---- BLOC DE TEXTE

C'est grâce à Knud Rasmussen qui visita la région vingt ans après Comer que nous avons pu en savoir plus long sur le manteau, sur l'identité du chamane et sur la nature des hommes-caribous décrits dans le premier récit. Rasmussen qui avait en main l'ouvrage de Boas rencontra le propre fils du chamane qui n'eut pas de mal à reconnaître le manteau, voici ce qu'il nous dit à ce sujet (1929 : 205-206) :

 

Le père d'Ava, Qingailisaq, surnommé Uqaaminniq (l'homme à la langue pointue) fit le récit suivant de sa rencontre avec les Ijiqqat ; il est reproduit ici d'après la version d'Ava : Mon père était à la chasse au caribou et en avait tué quatre. Il commençait à les dépecer lorsqu'il aperçut quatre hommes qui se dirigeaient vers lui. Ils venaient du sommet d'une colline aussi crut-il d'abord qu'il s'agissait de caribous. Mais lorsqu'ils se rapprochèrent, il vit qu'il s'agissait d'Ijiqqat, de deux hommes avec leurs deux fils déjà grands. L'un des fils était encore un jeune homme ; tous étaient de grande taille et ils avaient vraiment l'air d'être des humains si ce n'est qu'ils avaient des naseaux de caribou. Le plus âgé des hommes semblait être dans une grande excitation et il attrapa Uqaaminniq ; il essaya de le renverser en appuyant ses mains contre sa poitrine, mais Uqaaminniq resta debout, sans perdre son calme, et l'Ijiraq ne put rien faire contre lui. L'Ijiraq dit alors : « As-tu de mauvaises intentions ? »

--------
---- DONNÉES

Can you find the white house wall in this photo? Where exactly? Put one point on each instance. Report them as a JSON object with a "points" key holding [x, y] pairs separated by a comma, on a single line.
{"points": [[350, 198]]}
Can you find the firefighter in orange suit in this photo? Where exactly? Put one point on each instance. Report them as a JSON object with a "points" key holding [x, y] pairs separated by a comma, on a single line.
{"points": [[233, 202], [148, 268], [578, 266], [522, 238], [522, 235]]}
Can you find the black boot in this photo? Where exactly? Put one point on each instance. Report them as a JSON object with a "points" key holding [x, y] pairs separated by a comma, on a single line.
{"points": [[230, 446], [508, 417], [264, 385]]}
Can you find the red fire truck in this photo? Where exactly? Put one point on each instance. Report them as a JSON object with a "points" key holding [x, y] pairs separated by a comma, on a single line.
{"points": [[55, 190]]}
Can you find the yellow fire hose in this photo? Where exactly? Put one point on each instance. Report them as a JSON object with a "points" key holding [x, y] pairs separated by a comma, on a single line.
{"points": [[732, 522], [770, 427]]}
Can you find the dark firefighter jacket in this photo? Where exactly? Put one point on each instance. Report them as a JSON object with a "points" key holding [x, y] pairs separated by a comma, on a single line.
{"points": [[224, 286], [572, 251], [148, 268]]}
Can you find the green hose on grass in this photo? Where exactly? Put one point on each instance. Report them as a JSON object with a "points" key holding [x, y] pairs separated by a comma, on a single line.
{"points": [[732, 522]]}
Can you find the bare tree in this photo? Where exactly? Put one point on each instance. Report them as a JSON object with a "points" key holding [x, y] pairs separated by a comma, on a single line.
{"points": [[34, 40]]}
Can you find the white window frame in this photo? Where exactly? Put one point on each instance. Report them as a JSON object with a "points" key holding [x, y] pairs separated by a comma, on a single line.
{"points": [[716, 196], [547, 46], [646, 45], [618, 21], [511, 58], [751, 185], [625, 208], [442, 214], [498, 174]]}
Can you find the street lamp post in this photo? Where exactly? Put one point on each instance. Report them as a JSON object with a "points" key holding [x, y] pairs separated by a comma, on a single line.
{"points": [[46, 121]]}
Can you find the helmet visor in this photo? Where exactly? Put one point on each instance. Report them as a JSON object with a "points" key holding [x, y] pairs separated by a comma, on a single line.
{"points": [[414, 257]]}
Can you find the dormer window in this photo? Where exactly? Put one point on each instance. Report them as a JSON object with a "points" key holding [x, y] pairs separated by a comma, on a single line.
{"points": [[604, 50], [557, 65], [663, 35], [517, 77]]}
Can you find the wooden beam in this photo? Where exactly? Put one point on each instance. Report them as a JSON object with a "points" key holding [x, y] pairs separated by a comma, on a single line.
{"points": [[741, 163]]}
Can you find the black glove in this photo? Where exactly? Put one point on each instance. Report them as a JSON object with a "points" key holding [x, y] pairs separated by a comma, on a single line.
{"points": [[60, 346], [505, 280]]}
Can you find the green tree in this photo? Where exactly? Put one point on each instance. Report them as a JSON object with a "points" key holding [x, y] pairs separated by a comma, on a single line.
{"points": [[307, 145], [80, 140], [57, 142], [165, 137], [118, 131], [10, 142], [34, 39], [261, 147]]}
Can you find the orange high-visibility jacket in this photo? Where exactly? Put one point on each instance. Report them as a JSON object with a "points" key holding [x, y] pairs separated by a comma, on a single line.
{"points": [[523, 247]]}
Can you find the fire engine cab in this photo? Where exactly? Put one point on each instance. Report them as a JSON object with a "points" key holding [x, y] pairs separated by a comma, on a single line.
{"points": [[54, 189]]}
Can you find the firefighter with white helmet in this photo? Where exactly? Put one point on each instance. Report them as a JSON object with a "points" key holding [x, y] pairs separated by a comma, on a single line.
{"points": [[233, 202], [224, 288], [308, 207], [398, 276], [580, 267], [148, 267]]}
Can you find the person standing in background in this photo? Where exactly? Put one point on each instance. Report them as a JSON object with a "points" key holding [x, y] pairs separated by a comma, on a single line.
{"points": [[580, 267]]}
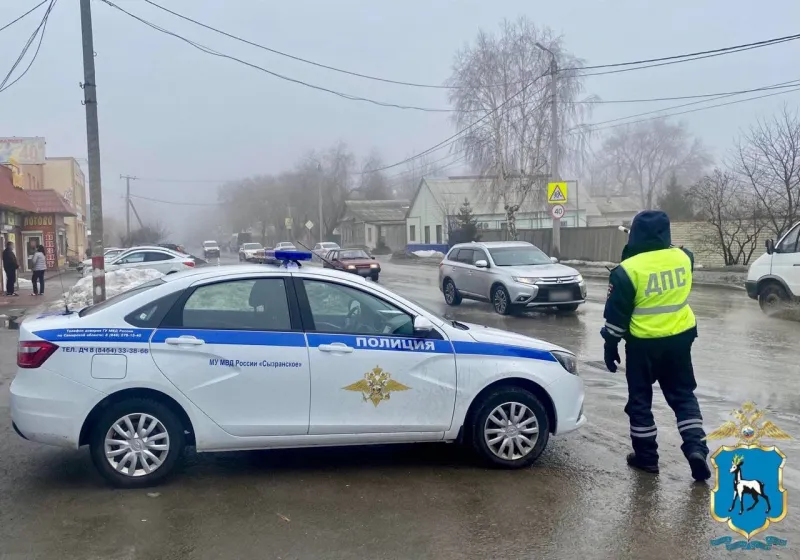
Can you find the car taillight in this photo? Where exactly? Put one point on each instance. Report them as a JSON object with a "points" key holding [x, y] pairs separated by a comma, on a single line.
{"points": [[33, 354]]}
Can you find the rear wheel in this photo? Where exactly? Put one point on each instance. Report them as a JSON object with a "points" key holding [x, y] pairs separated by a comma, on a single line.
{"points": [[451, 295], [772, 298], [136, 443], [510, 428], [501, 300]]}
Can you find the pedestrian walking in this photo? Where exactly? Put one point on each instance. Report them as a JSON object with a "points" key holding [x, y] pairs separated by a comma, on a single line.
{"points": [[648, 307], [39, 266], [10, 267]]}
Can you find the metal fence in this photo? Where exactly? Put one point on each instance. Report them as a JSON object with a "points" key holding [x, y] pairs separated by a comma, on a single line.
{"points": [[603, 243]]}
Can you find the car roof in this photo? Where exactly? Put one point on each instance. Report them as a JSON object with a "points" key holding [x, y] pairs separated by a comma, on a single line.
{"points": [[492, 244]]}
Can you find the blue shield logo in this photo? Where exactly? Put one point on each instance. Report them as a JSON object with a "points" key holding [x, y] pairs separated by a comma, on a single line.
{"points": [[749, 493]]}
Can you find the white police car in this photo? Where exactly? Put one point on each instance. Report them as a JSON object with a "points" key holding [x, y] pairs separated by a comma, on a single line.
{"points": [[254, 357]]}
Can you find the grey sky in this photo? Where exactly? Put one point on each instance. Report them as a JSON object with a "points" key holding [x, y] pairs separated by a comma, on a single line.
{"points": [[170, 111]]}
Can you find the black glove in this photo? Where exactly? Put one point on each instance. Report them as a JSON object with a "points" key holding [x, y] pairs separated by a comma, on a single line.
{"points": [[611, 356]]}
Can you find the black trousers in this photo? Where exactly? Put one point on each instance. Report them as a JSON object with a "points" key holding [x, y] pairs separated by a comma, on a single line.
{"points": [[671, 365], [38, 275], [11, 280]]}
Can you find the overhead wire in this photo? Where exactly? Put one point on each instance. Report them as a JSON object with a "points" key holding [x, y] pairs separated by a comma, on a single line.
{"points": [[12, 22], [40, 32], [697, 55]]}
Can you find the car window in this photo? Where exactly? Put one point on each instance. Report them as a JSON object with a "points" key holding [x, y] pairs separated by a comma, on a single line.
{"points": [[478, 255], [519, 256], [252, 304], [132, 258], [154, 256], [789, 244], [120, 297], [342, 309], [465, 256]]}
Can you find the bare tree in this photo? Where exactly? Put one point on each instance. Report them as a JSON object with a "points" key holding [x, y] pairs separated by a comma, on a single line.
{"points": [[768, 158], [641, 158], [734, 213], [504, 77]]}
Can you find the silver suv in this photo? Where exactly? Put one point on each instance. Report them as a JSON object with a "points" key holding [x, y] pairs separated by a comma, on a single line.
{"points": [[511, 275]]}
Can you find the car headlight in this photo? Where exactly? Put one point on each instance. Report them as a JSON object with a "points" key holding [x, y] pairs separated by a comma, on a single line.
{"points": [[568, 361]]}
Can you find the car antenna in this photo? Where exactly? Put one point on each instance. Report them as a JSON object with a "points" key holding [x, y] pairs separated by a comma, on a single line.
{"points": [[321, 258]]}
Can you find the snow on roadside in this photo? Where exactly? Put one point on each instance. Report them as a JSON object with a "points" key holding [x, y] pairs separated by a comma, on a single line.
{"points": [[117, 281], [429, 254]]}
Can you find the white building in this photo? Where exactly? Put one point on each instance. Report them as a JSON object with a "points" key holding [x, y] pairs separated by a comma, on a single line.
{"points": [[436, 199]]}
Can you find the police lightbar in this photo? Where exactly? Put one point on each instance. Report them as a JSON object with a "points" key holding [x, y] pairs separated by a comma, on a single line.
{"points": [[288, 257]]}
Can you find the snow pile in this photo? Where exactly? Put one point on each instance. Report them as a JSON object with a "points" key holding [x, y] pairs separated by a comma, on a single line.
{"points": [[429, 254], [117, 281]]}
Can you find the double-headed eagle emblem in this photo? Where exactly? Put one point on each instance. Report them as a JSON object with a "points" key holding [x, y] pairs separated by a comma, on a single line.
{"points": [[377, 386], [748, 429]]}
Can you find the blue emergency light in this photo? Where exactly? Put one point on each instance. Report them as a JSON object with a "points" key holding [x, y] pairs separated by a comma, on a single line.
{"points": [[288, 258]]}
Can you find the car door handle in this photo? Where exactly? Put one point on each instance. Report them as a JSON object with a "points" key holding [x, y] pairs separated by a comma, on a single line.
{"points": [[336, 347], [185, 341]]}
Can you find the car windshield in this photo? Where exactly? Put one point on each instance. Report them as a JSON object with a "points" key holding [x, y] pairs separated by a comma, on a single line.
{"points": [[120, 297], [353, 254], [518, 256]]}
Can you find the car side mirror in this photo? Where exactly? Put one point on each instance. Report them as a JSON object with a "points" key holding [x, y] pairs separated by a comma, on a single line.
{"points": [[422, 325]]}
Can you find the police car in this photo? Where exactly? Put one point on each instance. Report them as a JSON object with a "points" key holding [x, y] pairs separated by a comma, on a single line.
{"points": [[254, 357]]}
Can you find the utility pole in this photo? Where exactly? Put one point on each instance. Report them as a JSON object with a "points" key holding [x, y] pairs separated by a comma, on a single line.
{"points": [[93, 152], [319, 188], [127, 205]]}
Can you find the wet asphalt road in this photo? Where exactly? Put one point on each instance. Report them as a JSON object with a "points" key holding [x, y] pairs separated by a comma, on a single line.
{"points": [[426, 501]]}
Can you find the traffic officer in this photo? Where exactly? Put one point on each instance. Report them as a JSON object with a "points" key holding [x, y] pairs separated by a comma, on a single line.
{"points": [[648, 307]]}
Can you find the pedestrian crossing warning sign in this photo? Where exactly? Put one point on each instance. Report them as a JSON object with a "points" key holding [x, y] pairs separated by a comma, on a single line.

--------

À FAIRE
a) Les affirmations suivantes concordent-elles avec le bloc de texte ? Répondez par oui ou par non à chacune, en citant les mots du texte qui tranchent.
(i) Rasmussen visita la région vingt ans après Comer.
(ii) Le père d'Ava avait tué quatre caribous avant de rencontrer les Ijiqqat.
(iii) L'Ijiraq parvint à renverser Uqaaminniq.
b) Traduisez en anglais cette phrase du bloc de texte : « Il commençait à les dépecer lorsqu'il aperçut quatre hommes qui se dirigeaient vers lui. »

CORRIGÉS
a)
(i) Oui : « qui visita la région vingt ans après Comer ».
(ii) Oui : « Mon père était à la chasse au caribou et en avait tué quatre. »
(iii) Non : « mais Uqaaminniq resta debout, sans perdre son calme, et l'Ijiraq ne put rien faire contre lui ».

b) He was beginning to skin them when he saw four men heading toward him.